(Dataset items)
* * * * * * *

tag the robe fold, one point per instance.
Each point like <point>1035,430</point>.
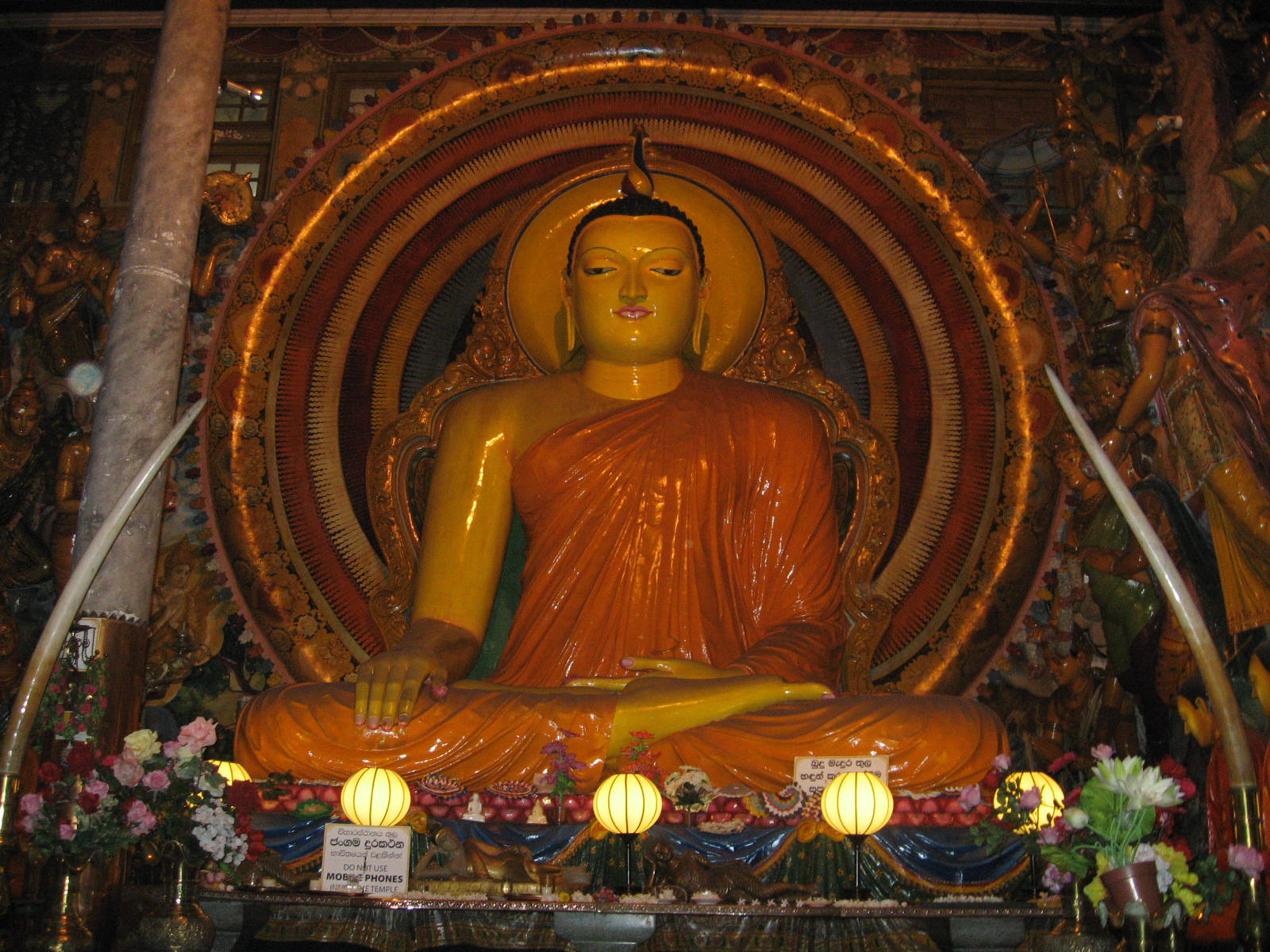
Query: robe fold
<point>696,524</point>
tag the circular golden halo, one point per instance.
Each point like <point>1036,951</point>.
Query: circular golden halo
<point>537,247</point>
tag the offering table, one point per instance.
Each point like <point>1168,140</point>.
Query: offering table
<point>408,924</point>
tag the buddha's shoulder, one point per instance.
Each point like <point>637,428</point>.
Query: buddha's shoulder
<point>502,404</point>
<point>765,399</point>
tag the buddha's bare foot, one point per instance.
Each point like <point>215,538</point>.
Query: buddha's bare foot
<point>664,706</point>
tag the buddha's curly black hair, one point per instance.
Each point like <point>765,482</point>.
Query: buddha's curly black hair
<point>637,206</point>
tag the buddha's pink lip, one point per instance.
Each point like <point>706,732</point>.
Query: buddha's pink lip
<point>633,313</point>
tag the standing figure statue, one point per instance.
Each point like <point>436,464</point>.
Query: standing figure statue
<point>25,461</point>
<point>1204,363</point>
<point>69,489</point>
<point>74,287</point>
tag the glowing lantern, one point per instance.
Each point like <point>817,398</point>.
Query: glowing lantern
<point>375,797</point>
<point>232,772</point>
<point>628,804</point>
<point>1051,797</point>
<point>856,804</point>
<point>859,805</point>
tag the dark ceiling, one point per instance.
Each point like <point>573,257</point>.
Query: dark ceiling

* * * * * * *

Rewrite the lines from the one containing "tag the buddha's curly" through the one containing "<point>633,313</point>", keeping the requests. Scale each answer point's coordinates by 0.95 and round to whole numbers with halves going up, but leave the sample points in the requests as they are.

#### Answer to the task:
tag the buddha's curly black hair, one point per instance.
Each point like <point>765,482</point>.
Query: buddha's curly black hair
<point>605,196</point>
tag the buddha's pink lip, one point per instance.
Each point like <point>706,732</point>.
Query: buddha's pink lip
<point>601,297</point>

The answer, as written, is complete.